● **Exercise brief**: A complete, exact copy of the records is needed here.

● **Input**:

********************

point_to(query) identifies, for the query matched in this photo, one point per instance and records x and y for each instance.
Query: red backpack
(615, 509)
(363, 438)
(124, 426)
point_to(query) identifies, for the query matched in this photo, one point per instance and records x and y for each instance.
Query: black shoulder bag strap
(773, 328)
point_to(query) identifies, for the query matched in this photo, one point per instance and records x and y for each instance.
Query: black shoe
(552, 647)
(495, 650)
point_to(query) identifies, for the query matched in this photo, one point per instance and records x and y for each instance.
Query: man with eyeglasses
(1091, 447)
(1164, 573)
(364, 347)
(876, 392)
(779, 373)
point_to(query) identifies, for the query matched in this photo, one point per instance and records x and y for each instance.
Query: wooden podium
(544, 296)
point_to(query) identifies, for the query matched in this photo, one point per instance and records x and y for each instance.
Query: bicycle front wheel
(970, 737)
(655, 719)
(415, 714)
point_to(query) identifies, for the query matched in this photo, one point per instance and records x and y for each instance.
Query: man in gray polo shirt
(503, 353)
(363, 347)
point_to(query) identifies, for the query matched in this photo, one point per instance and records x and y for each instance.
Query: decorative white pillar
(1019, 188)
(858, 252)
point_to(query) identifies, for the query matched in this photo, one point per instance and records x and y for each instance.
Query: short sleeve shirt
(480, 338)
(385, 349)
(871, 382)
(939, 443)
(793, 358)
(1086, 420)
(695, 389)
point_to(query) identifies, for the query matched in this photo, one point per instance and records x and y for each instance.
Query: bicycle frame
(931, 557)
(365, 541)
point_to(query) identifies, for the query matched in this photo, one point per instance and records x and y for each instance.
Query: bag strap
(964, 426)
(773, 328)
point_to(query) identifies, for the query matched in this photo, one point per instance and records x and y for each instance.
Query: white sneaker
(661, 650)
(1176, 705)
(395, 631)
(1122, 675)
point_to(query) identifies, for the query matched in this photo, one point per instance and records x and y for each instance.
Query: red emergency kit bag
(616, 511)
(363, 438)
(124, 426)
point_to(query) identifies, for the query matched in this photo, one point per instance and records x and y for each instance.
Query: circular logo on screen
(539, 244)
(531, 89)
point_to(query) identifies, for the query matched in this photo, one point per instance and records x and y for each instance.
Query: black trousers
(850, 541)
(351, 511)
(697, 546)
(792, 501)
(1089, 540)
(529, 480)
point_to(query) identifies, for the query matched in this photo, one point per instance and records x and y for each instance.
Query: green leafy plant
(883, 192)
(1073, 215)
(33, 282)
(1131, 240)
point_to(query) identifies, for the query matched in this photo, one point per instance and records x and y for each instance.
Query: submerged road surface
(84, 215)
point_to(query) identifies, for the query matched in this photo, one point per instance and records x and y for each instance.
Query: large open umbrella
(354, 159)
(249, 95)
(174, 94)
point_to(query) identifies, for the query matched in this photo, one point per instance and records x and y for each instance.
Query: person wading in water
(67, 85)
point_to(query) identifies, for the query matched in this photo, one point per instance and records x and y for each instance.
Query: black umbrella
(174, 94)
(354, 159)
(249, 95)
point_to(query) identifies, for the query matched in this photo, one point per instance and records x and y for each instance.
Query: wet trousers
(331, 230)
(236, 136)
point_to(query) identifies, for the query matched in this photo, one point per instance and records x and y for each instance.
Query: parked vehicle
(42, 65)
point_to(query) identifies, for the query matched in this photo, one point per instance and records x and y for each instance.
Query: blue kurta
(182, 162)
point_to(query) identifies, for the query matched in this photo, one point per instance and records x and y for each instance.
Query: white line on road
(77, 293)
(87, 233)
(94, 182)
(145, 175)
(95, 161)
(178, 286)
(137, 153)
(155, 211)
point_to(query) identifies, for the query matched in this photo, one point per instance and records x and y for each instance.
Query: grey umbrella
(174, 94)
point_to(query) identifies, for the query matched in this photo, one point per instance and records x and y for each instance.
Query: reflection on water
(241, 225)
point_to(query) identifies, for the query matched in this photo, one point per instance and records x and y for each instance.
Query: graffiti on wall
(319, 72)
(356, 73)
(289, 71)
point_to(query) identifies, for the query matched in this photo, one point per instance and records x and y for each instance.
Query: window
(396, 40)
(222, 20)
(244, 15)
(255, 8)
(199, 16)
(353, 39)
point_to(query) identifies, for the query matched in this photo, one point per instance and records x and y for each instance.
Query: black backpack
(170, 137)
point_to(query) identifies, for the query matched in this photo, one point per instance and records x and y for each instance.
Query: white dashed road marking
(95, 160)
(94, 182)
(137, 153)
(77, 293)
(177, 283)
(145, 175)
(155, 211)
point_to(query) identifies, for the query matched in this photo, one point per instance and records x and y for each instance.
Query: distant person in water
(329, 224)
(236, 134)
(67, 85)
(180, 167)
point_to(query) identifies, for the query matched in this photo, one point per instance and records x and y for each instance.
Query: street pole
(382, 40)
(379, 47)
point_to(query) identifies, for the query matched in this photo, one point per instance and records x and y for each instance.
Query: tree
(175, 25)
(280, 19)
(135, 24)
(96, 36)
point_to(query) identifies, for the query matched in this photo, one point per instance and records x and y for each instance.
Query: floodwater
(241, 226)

********************

● **Final answer**:
point_to(query) identifies, for the query matched in this photo, one point per instance and records x and y for each instance.
Query: red backpack
(615, 509)
(363, 438)
(124, 426)
point_to(query) identifies, for the query matched in this photo, one point per instance and records x and y for each instance.
Query: black shoulder bag strap
(773, 328)
point_to(query) identifies, for the query matched in this photo, one point per instance and records x and y for each instance.
Query: black shoe
(552, 647)
(495, 650)
point_to(query) identifies, for the query matched in this photo, one point per instance and records x and y for each instance.
Query: man with eyeglasses
(1091, 447)
(1164, 573)
(364, 347)
(876, 392)
(779, 373)
point_to(query) identifies, for the query matched in this photo, one point per instance and records x and y for each instance.
Query: wooden podium
(544, 296)
point_to(query) identifies, for the query matched in this photo, one point per instance and records x and y for each instance.
Query: bicycle front wheel
(970, 737)
(655, 719)
(415, 714)
point_to(query) identifies, for the query matched in this photo, one point per instance and records x and y for each instance.
Query: man in gray polo shirt
(503, 353)
(363, 347)
point_to(query) identifies, for the query matched in this photo, one point per instance and records x and y for each instance.
Query: decorative white pillar
(1019, 188)
(858, 252)
point_to(query) identifies, for the query matched in this photo, one point per instance and records x and y for each instance.
Query: short sleeve shirt
(480, 338)
(385, 349)
(871, 382)
(939, 443)
(793, 358)
(1086, 420)
(695, 389)
point_to(query) identifies, for the query matched in this photo, one point per instance and records x and y for each instance.
Query: bicycle frame
(931, 557)
(365, 541)
point_to(query) identifies, for the query matched in this photo, one point per instance and records x and y for each instance.
Query: bag strap
(964, 426)
(773, 328)
point_to(query) identifies, for the query matched in this photo, one point per instance and records x and y for each instance.
Query: white sneaker
(661, 650)
(1176, 705)
(395, 631)
(1122, 675)
point_to(query) identifies, for the query matched in this photo, one point per instance and records x and y for each instance.
Query: red emergency kit bag
(616, 511)
(363, 438)
(124, 426)
point_to(query) identifies, for the query matched in this photo, one point per instance and records x and y for each instance.
Query: circular logo on screen
(539, 244)
(531, 89)
point_to(query) identifies, for the query matched in this photo, one point per instance and records x and y for each instance.
Query: black trousers
(850, 541)
(351, 511)
(697, 546)
(792, 501)
(1089, 540)
(529, 480)
point_to(query) identifies, for the query matched in this photo, one point per instance and records x and y for each instance.
Query: green leafy plant
(883, 192)
(1073, 215)
(33, 282)
(1131, 240)
point_to(query) identifies, for the query matched in this photo, one point per instance and records x and y for each instance.
Query: submerged road surface
(84, 215)
point_to(query) identifies, for the query matched in this photo, one point per instance and records x and y for each instance.
Query: large open umbrella
(354, 159)
(249, 95)
(174, 94)
point_to(query) identifies, for the query matched in this photo, one point per instance and records x and y for each instance.
Query: person wading in water
(67, 85)
point_to(query) identifies, for the query matched in this photo, one point per instance and records x and y for each instance.
Query: black umbrella
(174, 94)
(354, 159)
(249, 95)
point_to(query) identifies, for the query matched in this photo, one point per instance and records x and y for each instance.
Query: wet trousers
(331, 230)
(236, 136)
point_to(query) identifies, for the query matched in this photo, one point per instance and records x and y for each instance.
Query: parked vehicle
(42, 65)
point_to(query) identifies, for the query matched in this photo, one point per instance and records x and y for each instance.
Query: blue kurta
(182, 162)
point_to(query) identifies, for the query matched in this photo, one point per instance and records x and y for each instance.
Query: white line on road
(77, 293)
(87, 233)
(94, 182)
(145, 175)
(95, 161)
(178, 286)
(137, 153)
(155, 211)
point_to(query) identifies, for the query matched in this photo, one point per instance and records x and y for each instance.
Query: grey umbrella
(174, 94)
point_to(query) identifies, for the query matched in this photo, one point per instance and records x and y for each instance.
Query: reflection on water
(241, 225)
point_to(query) identifies, for the query matched in this photo, one point per instance and records x and y for each instance.
Query: graffiti on wall
(319, 72)
(356, 73)
(289, 71)
point_to(query) identifies, for the query matched in this photo, one point per instance and records x and y for each instance.
Query: window
(396, 40)
(222, 20)
(244, 15)
(255, 8)
(199, 16)
(353, 39)
point_to(query) identifies, for the query matched in this photo, one point per instance and records x and y for each instance.
Query: black backpack
(170, 137)
point_to(query) identifies, for the query matched in this photo, one point per instance and records x and y for each instance.
Query: white dashed road marking
(95, 160)
(94, 182)
(137, 153)
(77, 293)
(177, 283)
(145, 175)
(155, 211)
point_to(query) identifies, for the query matched in this photo, one point per instance and records x and y for each instance.
Query: distant person in water
(329, 224)
(236, 134)
(67, 85)
(180, 167)
point_to(query) identifies, for the query matched in this photo, one point per instance and records x and y for each instance.
Query: street pole
(382, 40)
(379, 47)
point_to(query) identifies, for the query matched in this photo, one point per instance and records x and y for each instance.
Query: tree
(175, 25)
(280, 19)
(135, 24)
(96, 36)
point_to(query) identifies, for the query matched in this photo, one point per instance and records x and y for each instance.
Query: floodwater
(241, 226)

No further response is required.